[EXERCISE DESCRIPTION]
Copy exactly the lines of the records below, starting at the line that contains "Can you find the man's ear" and continuing through the last line, both included; omit any pictures.

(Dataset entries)
┌────────

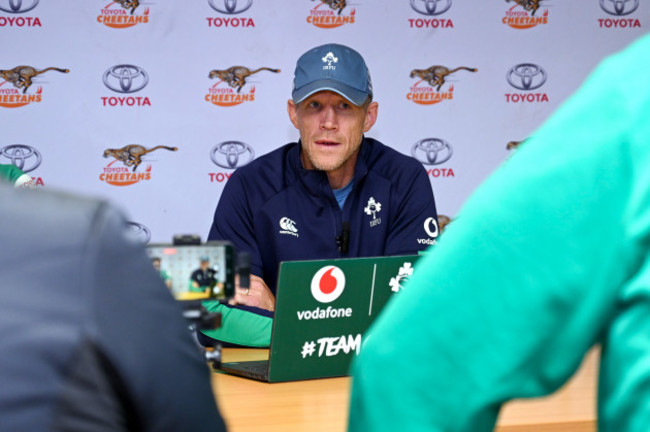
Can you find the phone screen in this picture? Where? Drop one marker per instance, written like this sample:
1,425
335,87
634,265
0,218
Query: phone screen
195,272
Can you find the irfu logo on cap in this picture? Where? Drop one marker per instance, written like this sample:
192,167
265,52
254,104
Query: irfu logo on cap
329,59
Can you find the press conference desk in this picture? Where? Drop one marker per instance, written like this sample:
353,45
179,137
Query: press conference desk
322,405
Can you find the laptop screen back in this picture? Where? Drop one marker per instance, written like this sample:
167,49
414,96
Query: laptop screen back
323,309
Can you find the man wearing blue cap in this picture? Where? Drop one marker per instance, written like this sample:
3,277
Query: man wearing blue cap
333,194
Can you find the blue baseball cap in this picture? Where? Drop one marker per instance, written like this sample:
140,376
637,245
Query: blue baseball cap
332,67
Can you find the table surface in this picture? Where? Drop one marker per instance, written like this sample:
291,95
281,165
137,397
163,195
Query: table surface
322,404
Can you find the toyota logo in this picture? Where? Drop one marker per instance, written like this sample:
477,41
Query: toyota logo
138,232
125,78
619,7
526,76
17,6
24,157
230,7
431,7
232,154
432,151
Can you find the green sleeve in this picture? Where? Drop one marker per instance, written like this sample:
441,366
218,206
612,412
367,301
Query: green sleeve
547,258
240,327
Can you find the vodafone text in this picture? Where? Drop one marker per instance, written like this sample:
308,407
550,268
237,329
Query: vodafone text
330,312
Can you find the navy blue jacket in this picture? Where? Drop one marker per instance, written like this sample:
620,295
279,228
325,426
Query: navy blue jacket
279,211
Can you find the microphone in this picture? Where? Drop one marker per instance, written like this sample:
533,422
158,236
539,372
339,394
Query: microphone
345,238
244,269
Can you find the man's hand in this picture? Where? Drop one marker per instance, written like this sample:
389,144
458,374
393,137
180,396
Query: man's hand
258,295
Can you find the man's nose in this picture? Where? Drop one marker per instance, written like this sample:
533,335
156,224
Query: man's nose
328,118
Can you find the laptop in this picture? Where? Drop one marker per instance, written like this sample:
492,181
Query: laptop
322,309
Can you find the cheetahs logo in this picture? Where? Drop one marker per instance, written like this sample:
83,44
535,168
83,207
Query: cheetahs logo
435,76
234,78
131,155
123,14
525,14
329,14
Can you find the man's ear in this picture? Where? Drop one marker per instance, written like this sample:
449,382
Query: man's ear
371,116
291,109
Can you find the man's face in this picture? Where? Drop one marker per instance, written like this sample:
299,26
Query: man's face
331,129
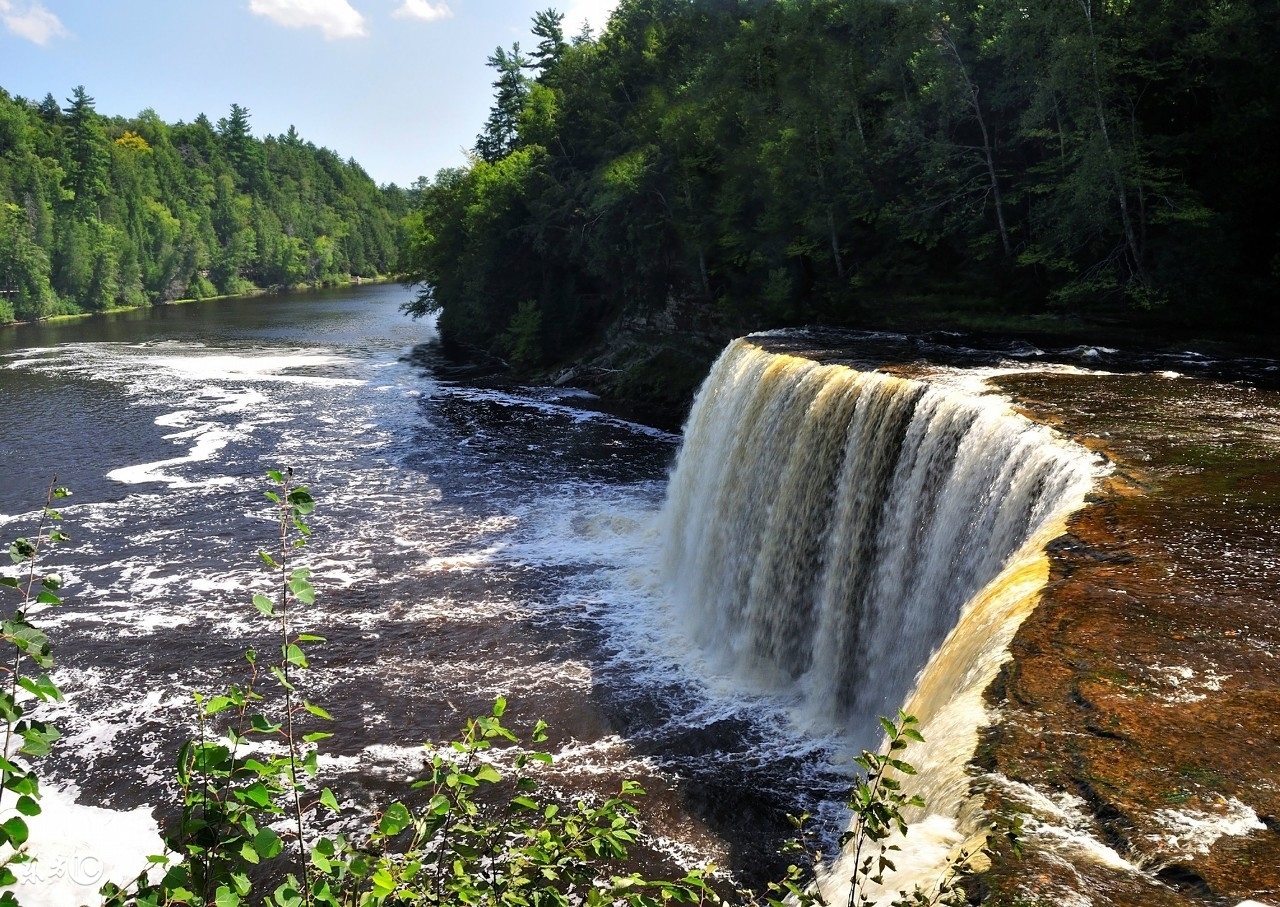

└────────

[OUTPUT FOR THIS EXERCISE]
Can you find the man's ear in this picture? Where? Drop one marker per instance, written like this sample:
449,382
Query: man's ear
371,116
291,109
Can you find the man's face in this picture? Where? Drop one marker per instance, written like this sample:
299,26
Query: man's face
331,129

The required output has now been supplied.